▶ [Tasks to perform]
1 - List every binary number written out in the email about math constants.
2 - Carry on the email about math constants, picking up right after its final sentence.

▶ [Excerpt provided]
-- -- --
Regret a house move means I will not be doing anything on math constants for
some weeks - no phone yet!

But this looks a possibele problem.

Thanks

Paul

> -----Original Message-----
> From: John Maddock [mailto:John_Maddock_at_[hidden]]
> Sent: Wednesday, July 26, 2000 12:44 PM
> To: INTERNET:boost_at_[hidden]
> Subject: RE: [boost] math constants
>
>
> Paul,
>
> >[PAB] Probably best, though won't this mean that user defined types
> always have to be specialised,
> when they might rely on conversion to double?<
>
> You mean conversion from double? I guess maybe that would work, but
> currently quite a few of the methods are unimplemented. Most current
> traits classes (for example numeric_limits char_traits etc
> don't provide
> default implementations.
>
> >[PAB] Since there are so many sig figs, surely should get the nearest
> >possible representation in a long double?
>
> In the long double yes, but when that gets rounded again to a
> float (or
> double) the result may not be the nearest representation.
>
> Imagine that float has 3 binary digits of precision, and long double 6
> digits, and that the actual number is exactly:
>
> 1.01011110
>
> rounded to our imaginary float type the nearest representation is 1.01
> rounded to our imaginary long double type the nearest
> representation is
> 1.01100
> and when this gets rounded again to a float (by rounding ties to the
> nearest even number) the result is 1.10 ... which isn't correct.
-- -- --
▶ [Information provided]
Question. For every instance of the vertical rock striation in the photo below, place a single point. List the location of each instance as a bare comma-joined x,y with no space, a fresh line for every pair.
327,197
-- -- --
▶ [Answers to the exercise]
1 - 1.01011110, 1.01, 1.01100, 1.10

2 -
>
> Whether this situation happens in fact to the constants in
> the header I
> don't know (it requires a particular combination of digits for double
> rounding to be a problem), but it seems sensible to avoid the
> problem in
> the first place.
>
> BTW, in case you are wondering why this matters - imagine
> that we have set
> the hardware fpu to use float precision - in this case it's
> important that
> the number is stored as the nearest float representation, and
> not stored as
> a long double as this will get rounded again when loaded onto
> the stack -
> and not necessarily to the correct value.
>
> >[PAB] Not too sympathetic to dodgy compilers here!
> >Surely the above is strictly correct, and should not avoid
> any warnings.
>
> Actually, my point was that these "dodgy" compilers may
> result in a more
> correct value being loaded on the fpu stack, than those that enforce
> rounding to float.
>
> - John.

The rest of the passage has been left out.